Bij toepassing van deze beleidsregels (zie 4) wordt als volgt gemeten:

De afstand tot de zijdelingse perceelsgrens

De kortste afstand van het verticale vlak in de zijdelingse perceelsgrens tot enig punt van het op dat bouwperceel voorkomende bouwwerk.

Het bebouwd oppervlak van een bouwperceel

De oppervlakte van alle op een bouwperceel aanwezige bouwwerken tezamen.

Het bebouwingspercentage

Het oppervlak dat met bouwwerken is gebouwd, uitgedrukt in procenten van de oppervlakte van het bouwperceel of bouwvlak, voor zover dat is gelegen.

De bouwhoogte van een bouwwerk

Vanaf het peil tot aan het hoogste punt van een gebouw of een bouwwerk, geen gebouw zijnde, met uitzondering van ondergeschikte bouwonderdelen, zoals schoorstenen, antennes, en naar de aard daarmee gelijk te stellen bouwonderdelen.

De goothoogte van een bouwwerk

Vanaf het peil tot aan de bovenkant van de goot, c.q. de druiplijn, het boeiboord, of en daarmee gelijk te stellen constructiedeel.

De oppervlakte van een bouwwerk

Tussen de buitenwerkse gevelvlakken en/of het hart van de scheidingsmuren, neerwaarts geprojecteerd op het gemiddelde niveau van het afgewerkte bouwterrein ter plaatse van het bouwwerk.

Peil

  • a.

    Voor gebouwen, waarvan de hoofdtoegang onmiddellijk aan een weg grenst: de hoogte van die weg ter plaatse van de hoofdtoegang;

  • b.

    In andere gevallen de gemiddelde hoogte van het aansluitende afgewerkte maaiveld aan de zijde van de hoofdtoegang.

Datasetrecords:

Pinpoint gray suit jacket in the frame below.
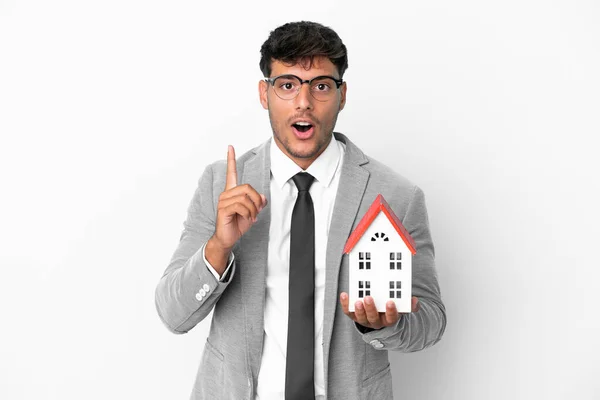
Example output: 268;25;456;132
156;133;446;400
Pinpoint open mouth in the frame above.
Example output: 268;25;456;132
292;122;312;133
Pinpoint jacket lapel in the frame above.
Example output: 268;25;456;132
236;140;271;384
323;132;369;386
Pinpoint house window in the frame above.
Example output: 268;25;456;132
358;281;371;299
390;253;402;269
371;232;390;242
390;281;402;299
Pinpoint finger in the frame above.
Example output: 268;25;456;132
222;203;252;220
219;194;258;220
384;300;399;326
225;145;237;190
219;183;264;211
411;296;421;312
340;292;356;321
354;300;369;326
365;296;379;326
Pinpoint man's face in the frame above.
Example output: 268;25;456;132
259;57;346;169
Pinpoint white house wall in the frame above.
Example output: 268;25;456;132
348;212;412;312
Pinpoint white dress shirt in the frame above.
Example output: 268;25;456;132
205;136;345;400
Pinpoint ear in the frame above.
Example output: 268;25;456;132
258;80;269;110
340;82;347;111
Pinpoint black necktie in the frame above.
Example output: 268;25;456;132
285;172;315;400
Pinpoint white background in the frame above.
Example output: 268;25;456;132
0;0;600;400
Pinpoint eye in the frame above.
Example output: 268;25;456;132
277;77;298;92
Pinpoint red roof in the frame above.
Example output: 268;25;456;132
344;195;417;255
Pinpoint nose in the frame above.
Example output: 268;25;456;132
294;82;314;110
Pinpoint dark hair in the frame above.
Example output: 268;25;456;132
259;21;348;78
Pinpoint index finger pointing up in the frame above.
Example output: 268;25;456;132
225;145;237;190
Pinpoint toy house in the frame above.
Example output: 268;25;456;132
344;194;417;313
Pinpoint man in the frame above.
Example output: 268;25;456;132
156;22;446;400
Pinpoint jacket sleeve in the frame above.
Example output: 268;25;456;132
155;165;235;333
356;187;446;353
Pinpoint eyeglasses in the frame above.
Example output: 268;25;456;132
265;75;344;101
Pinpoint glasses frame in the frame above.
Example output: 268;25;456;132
265;74;344;101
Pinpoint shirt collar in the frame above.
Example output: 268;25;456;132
270;135;341;188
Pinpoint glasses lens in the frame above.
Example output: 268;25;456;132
310;78;337;101
273;75;300;100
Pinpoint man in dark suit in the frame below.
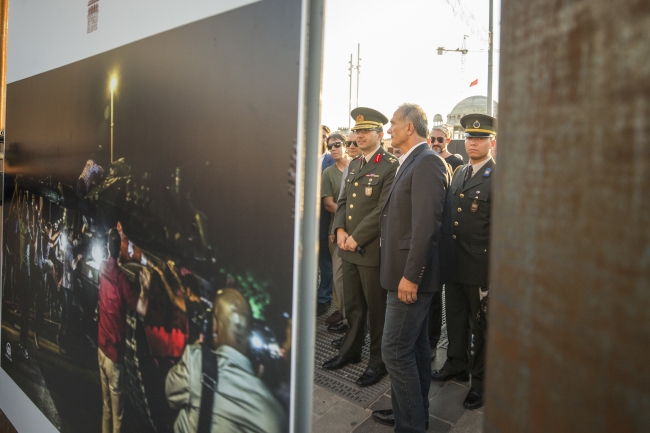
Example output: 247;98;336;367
373;104;451;432
323;107;398;386
431;114;497;409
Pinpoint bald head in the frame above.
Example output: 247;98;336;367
213;289;253;354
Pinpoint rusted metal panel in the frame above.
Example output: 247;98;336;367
485;0;650;433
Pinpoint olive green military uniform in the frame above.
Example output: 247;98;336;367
443;114;496;394
332;147;399;369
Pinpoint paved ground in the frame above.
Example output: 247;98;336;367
312;330;484;433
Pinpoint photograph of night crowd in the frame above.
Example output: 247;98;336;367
0;1;300;433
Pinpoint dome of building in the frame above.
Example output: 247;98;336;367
447;95;499;139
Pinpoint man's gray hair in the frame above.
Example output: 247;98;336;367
399;104;429;138
431;123;451;138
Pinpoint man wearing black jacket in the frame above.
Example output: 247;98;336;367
373;104;451;432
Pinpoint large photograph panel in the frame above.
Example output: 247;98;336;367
0;0;300;432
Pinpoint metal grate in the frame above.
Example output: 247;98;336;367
314;308;390;409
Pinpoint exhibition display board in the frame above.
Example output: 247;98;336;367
0;0;321;433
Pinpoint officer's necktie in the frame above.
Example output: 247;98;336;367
463;164;474;188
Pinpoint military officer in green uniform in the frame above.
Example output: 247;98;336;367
323;107;399;386
431;114;497;409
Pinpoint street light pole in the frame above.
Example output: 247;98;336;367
111;77;117;164
487;0;494;116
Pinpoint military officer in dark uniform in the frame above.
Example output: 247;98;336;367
323;107;399;386
431;114;497;409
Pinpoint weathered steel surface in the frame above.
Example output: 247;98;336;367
485;0;650;433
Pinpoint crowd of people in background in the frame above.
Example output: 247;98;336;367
317;104;497;432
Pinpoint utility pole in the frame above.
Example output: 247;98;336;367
487;0;494;116
357;44;361;107
348;54;352;132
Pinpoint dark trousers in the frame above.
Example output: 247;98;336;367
429;290;442;351
19;265;32;345
381;291;433;433
443;283;485;393
339;260;386;368
318;238;334;304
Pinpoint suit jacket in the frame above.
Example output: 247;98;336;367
451;158;496;287
332;147;399;266
380;144;451;292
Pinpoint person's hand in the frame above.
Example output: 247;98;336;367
345;236;359;252
336;229;350;250
397;277;418;304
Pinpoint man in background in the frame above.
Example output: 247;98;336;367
431;125;463;173
321;134;349;333
165;289;288;433
316;125;334;316
323;107;398;386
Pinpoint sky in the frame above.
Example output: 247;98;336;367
322;0;501;130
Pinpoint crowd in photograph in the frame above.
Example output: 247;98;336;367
317;104;497;432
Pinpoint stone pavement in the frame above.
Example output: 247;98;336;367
312;340;484;433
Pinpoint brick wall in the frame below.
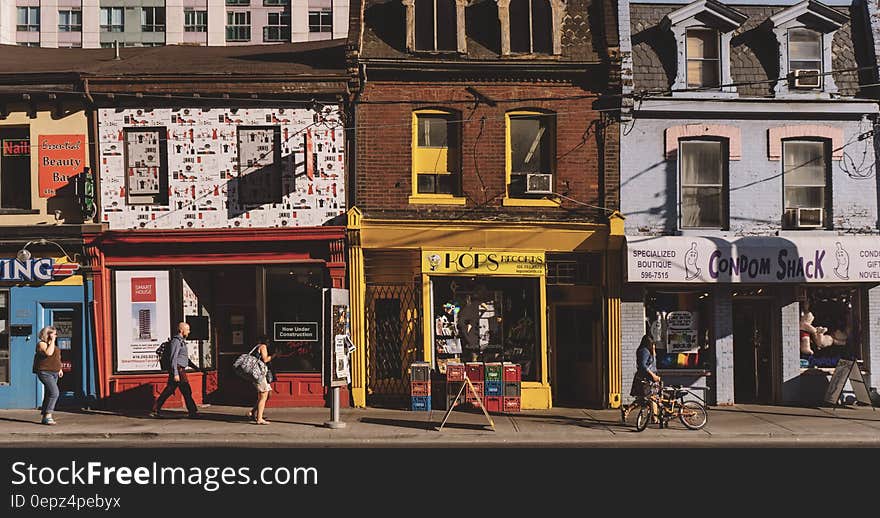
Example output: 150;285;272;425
355;81;619;221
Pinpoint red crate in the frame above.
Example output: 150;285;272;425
410;381;431;396
464;362;485;382
464;381;483;401
483;396;503;413
446;363;464;381
502;397;520;412
502;363;522;381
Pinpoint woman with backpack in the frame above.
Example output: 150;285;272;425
248;335;274;424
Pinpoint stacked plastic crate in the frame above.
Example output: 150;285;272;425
446;362;465;410
501;362;522;412
464;362;485;408
409;362;431;412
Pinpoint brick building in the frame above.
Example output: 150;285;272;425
619;0;880;404
349;0;621;408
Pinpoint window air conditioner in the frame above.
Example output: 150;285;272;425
526;174;553;194
795;207;825;228
794;68;822;88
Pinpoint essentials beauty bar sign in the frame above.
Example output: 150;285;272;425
626;236;880;283
274;322;318;342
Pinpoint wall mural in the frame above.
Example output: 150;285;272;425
98;106;345;229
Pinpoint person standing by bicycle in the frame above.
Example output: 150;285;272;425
620;333;660;422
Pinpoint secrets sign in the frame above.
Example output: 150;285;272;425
39;135;86;198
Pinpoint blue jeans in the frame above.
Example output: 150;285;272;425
37;371;60;415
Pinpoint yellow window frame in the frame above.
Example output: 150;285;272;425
409;110;467;205
501;110;562;207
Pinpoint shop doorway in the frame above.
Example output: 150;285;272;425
733;299;773;403
551;305;601;406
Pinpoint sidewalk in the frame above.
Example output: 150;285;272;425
0;405;880;447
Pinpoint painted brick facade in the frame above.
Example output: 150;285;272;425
356;82;617;220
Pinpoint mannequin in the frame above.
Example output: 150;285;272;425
800;311;834;356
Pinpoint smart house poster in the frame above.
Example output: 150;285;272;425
115;271;171;372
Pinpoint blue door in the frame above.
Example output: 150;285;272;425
0;289;42;408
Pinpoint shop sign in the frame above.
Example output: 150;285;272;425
273;322;318;342
39;135;86;198
626;236;880;283
3;139;31;158
0;257;79;282
114;271;176;372
422;250;546;275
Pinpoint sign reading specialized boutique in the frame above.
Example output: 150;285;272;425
115;270;176;372
39;135;86;198
422;250;546;275
0;257;79;282
626;236;880;283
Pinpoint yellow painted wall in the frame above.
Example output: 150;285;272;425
0;111;91;225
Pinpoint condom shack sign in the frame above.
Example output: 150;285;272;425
626;236;880;284
38;135;86;198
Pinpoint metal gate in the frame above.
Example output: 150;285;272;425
366;284;424;396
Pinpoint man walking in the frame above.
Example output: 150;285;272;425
150;322;199;417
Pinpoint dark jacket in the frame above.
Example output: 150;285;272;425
168;333;189;375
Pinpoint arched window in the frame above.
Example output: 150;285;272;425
415;0;458;51
510;0;553;54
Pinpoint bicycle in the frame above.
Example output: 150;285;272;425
636;382;709;432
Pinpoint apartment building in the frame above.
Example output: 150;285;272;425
0;0;348;48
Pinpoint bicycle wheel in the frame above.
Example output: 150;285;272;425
636;405;654;432
678;401;709;430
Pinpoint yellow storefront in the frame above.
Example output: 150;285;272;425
348;208;623;409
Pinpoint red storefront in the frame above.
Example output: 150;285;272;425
85;226;348;408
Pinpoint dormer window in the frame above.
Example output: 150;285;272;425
770;0;849;98
415;0;458;52
510;0;553;54
660;0;748;96
687;29;721;88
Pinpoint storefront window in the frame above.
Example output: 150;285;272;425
266;266;329;372
431;277;541;381
645;291;712;369
798;287;864;368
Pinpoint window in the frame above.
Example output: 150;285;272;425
101;7;125;32
510;0;553;54
434;275;542;381
226;11;251;41
15;7;40;32
645;290;712;369
0;290;10;385
788;29;822;88
58;9;82;32
309;9;333;32
125;128;168;205
782;140;831;228
791;286;869;368
678;140;727;229
183;9;208;32
141;7;165;32
507;112;556;198
263;12;290;41
687;29;720;88
237;126;282;206
415;0;458;51
0;127;31;210
413;111;460;196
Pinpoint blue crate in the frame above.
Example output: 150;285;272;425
483;380;504;396
412;396;431;412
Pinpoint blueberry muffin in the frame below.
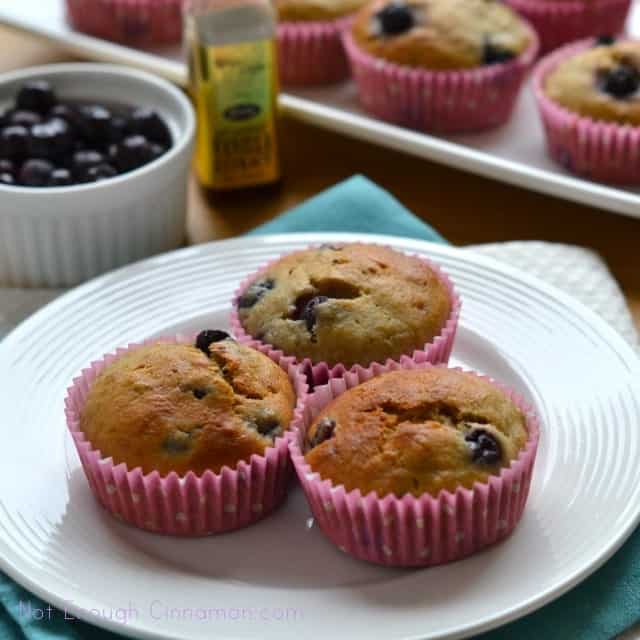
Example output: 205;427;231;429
275;0;366;22
237;244;452;367
352;0;531;70
305;367;528;497
544;39;640;126
80;331;296;475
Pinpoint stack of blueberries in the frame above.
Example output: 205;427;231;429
0;80;172;187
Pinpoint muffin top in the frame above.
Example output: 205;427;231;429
275;0;367;22
238;244;451;367
305;368;528;497
80;331;296;475
352;0;531;70
544;41;640;126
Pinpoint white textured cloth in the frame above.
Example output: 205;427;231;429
465;241;640;353
0;241;640;352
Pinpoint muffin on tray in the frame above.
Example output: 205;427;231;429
534;39;640;184
274;0;366;85
344;0;538;132
67;0;183;46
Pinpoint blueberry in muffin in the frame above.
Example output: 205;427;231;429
237;244;452;367
305;367;528;497
80;330;296;475
352;0;531;70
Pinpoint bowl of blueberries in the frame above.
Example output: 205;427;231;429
0;63;195;287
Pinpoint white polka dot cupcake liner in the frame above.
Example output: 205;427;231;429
67;0;183;46
278;16;353;86
290;363;539;567
231;244;462;388
65;335;307;536
343;29;538;133
533;39;640;184
505;0;631;53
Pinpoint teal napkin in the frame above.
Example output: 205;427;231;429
0;176;640;640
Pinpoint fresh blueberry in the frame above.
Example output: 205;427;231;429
85;162;118;182
482;40;515;65
9;109;42;128
80;104;112;144
0;171;16;185
49;104;81;132
595;35;616;47
47;167;73;187
0;125;29;158
129;107;171;147
109;116;128;143
151;144;167;160
376;0;415;36
109;135;153;172
600;62;640;98
29;118;74;158
20;158;53;187
309;417;336;449
196;329;231;355
16;80;57;114
71;149;105;180
464;429;502;464
238;278;276;309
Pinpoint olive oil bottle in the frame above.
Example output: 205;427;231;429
185;0;280;190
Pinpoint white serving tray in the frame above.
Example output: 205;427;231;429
0;0;640;218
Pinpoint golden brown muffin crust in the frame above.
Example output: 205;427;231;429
544;42;640;126
352;0;531;70
80;340;296;475
305;368;527;496
275;0;366;22
238;244;451;366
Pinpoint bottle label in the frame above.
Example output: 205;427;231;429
190;40;279;189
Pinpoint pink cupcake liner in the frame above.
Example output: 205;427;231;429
278;16;353;86
343;29;538;133
289;362;539;567
65;335;308;536
505;0;631;53
67;0;182;46
533;39;640;184
231;244;462;387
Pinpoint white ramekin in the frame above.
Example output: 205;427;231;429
0;63;195;287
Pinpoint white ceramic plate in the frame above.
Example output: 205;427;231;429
0;0;640;217
0;234;640;640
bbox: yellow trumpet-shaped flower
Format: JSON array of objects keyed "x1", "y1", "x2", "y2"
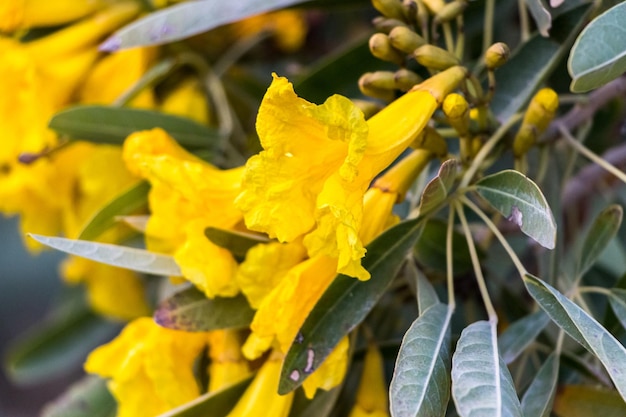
[
  {"x1": 236, "y1": 67, "x2": 465, "y2": 279},
  {"x1": 0, "y1": 0, "x2": 104, "y2": 32},
  {"x1": 228, "y1": 352, "x2": 293, "y2": 417},
  {"x1": 349, "y1": 346, "x2": 389, "y2": 417},
  {"x1": 124, "y1": 129, "x2": 243, "y2": 297},
  {"x1": 85, "y1": 317, "x2": 209, "y2": 417}
]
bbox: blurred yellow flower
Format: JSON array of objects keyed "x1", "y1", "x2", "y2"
[
  {"x1": 124, "y1": 129, "x2": 243, "y2": 297},
  {"x1": 85, "y1": 317, "x2": 209, "y2": 417}
]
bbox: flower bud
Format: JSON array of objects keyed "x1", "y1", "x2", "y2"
[
  {"x1": 369, "y1": 33, "x2": 404, "y2": 65},
  {"x1": 372, "y1": 16, "x2": 407, "y2": 33},
  {"x1": 413, "y1": 45, "x2": 459, "y2": 70},
  {"x1": 372, "y1": 0, "x2": 405, "y2": 21},
  {"x1": 443, "y1": 94, "x2": 470, "y2": 136},
  {"x1": 435, "y1": 0, "x2": 467, "y2": 24},
  {"x1": 394, "y1": 68, "x2": 423, "y2": 91},
  {"x1": 485, "y1": 42, "x2": 511, "y2": 70},
  {"x1": 513, "y1": 88, "x2": 559, "y2": 157},
  {"x1": 389, "y1": 26, "x2": 426, "y2": 54}
]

• [Opdracht 1]: Hoe wordt volgens de meetregels het bebouwd oppervlak van een bouwperceel bepaald?
• [Opdracht 2]: Herhaal woordelijk het deel van de meetregels dat begint bij "Het bebouwingspercentage" en doorloopt tot en met "te stellen bouwonderdelen.".
• [Opdracht 3]: Schrijf de meetregels verder, aansluitend op de laatste zin.

• [Resultaat 1]: Als de oppervlakte van alle op een bouwperceel aanwezige bouwwerken tezamen.

• [Resultaat 2]:
Het bebouwingspercentage

Het oppervlak dat met bouwwerken is gebouwd, uitgedrukt in procenten van de oppervlakte van het bouwperceel of bouwvlak, voor zover dat is gelegen.

De bouwhoogte van een bouwwerk

Vanaf het peil tot aan het hoogste punt van een gebouw of een bouwwerk, geen gebouw zijnde, met uitzondering van ondergeschikte bouwonderdelen, zoals schoorstenen, antennes, en naar de aard daarmee gelijk te stellen bouwonderdelen.

• [Resultaat 3]:
3. Visie gemeente Eijsden-Margraten

De gemeente Eijsden-Margraten kiest voor een ruime uniforme regeling ten behoeve van bijgebouwen/bijbehorende bouwwerken. De gemeente wil de burger ruimte geven daar waar dat mogelijk is.

In de gemeente Eijsden-Margraten komen vooral bij burgerwoningen in het buitengebied vaak diepe woonkavels voor. In de nieuw op te stellen bestemmingsplannen zal daar waar mogelijk, de grens van het bijbouwvlak (aanduiding bijbehorende bouwwerken) tot achter op de woonbestemming (of andere bestemming wonen is toegestaan) gesitueerd worden.

Om te voorkomen dat percelen te vol wordne gebouwd met bijbehorende bouwwerken mag maximaal 50% van het bijbouwvlak (ter plaatse van aanduiding bijbehorende bouwwerken) bebouwd mag worden.

Daarnaast mag het totaal aan bijbehorende bouwwerken niet groter zijn dan het oppervlak van het bouwvlak behorende bij het bouwperceel.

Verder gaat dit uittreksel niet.